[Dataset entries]
════════
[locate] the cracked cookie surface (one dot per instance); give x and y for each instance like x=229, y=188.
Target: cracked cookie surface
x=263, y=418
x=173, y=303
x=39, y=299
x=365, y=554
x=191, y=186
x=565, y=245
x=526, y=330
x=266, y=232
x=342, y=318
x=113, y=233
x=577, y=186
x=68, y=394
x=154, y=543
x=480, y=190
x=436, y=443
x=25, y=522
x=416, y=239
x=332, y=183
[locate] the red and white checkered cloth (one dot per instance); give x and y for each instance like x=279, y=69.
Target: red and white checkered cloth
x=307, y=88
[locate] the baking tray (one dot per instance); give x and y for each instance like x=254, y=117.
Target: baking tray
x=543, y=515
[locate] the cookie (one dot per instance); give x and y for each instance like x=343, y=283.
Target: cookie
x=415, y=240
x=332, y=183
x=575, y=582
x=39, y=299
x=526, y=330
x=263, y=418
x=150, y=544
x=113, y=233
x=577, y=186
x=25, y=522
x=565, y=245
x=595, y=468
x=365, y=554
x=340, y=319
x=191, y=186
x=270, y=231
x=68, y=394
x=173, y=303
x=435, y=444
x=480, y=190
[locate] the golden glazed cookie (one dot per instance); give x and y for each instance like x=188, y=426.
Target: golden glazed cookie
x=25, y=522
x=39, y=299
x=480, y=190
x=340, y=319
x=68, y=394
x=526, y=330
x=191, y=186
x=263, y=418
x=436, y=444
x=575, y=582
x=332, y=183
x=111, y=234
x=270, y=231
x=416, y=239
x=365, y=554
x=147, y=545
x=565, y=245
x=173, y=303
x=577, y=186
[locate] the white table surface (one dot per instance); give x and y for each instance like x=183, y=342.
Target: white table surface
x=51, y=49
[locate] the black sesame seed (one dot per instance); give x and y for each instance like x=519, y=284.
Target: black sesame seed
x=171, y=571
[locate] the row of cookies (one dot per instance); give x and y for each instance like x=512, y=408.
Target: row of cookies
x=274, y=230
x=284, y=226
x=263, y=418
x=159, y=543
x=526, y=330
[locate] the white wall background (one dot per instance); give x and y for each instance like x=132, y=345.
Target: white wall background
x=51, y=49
════════
The problem: Without altering a single word, reproduce the entries above.

Output of the exercise:
[locate] the cracked cookie surface (one dot per instance); give x and y for each instance like x=229, y=188.
Target: cracked cookie surface
x=263, y=418
x=173, y=303
x=39, y=299
x=365, y=554
x=191, y=186
x=565, y=245
x=526, y=330
x=266, y=232
x=342, y=318
x=113, y=233
x=577, y=186
x=68, y=394
x=154, y=543
x=480, y=190
x=436, y=443
x=25, y=522
x=416, y=239
x=332, y=183
[locate] the red and white checkered cloth (one dot per instance); give x and y for each instance like x=279, y=69.
Target: red and white checkered cloth
x=307, y=88
[locate] the baking tray (one dot per instance); give x and y for each instance like x=254, y=117.
Target: baking tray
x=543, y=515
[locate] the cookie (one dot per instance); give x and y for each instance like x=343, y=283.
Target: cookie
x=415, y=240
x=332, y=183
x=575, y=582
x=39, y=299
x=526, y=330
x=263, y=418
x=150, y=544
x=113, y=233
x=577, y=186
x=25, y=522
x=565, y=245
x=595, y=468
x=365, y=554
x=340, y=319
x=191, y=186
x=270, y=231
x=68, y=394
x=173, y=303
x=435, y=444
x=480, y=190
[locate] the golden glazed cookie (one dot per instance); give x and y for each instance like x=188, y=426.
Target: golden glazed cookie
x=25, y=522
x=39, y=299
x=480, y=190
x=340, y=319
x=68, y=394
x=526, y=330
x=191, y=186
x=263, y=418
x=436, y=444
x=575, y=582
x=332, y=183
x=111, y=234
x=270, y=231
x=416, y=239
x=365, y=554
x=147, y=545
x=565, y=245
x=173, y=303
x=577, y=186
[locate] the white table surface (one dot per instance); give x and y for each instance like x=183, y=342.
Target: white table surface
x=51, y=49
[locate] the black sesame seed (one dot per instance); give x and y for each instance like x=519, y=284.
Target: black sesame seed
x=171, y=571
[locate] the row of cookies (one dot per instance); give x and y for each instance like x=512, y=408.
Target: row of cookies
x=274, y=230
x=284, y=226
x=263, y=418
x=159, y=543
x=526, y=330
[locate] the white wall background (one dot per instance); give x and y for each instance like x=132, y=345.
Target: white wall background
x=51, y=49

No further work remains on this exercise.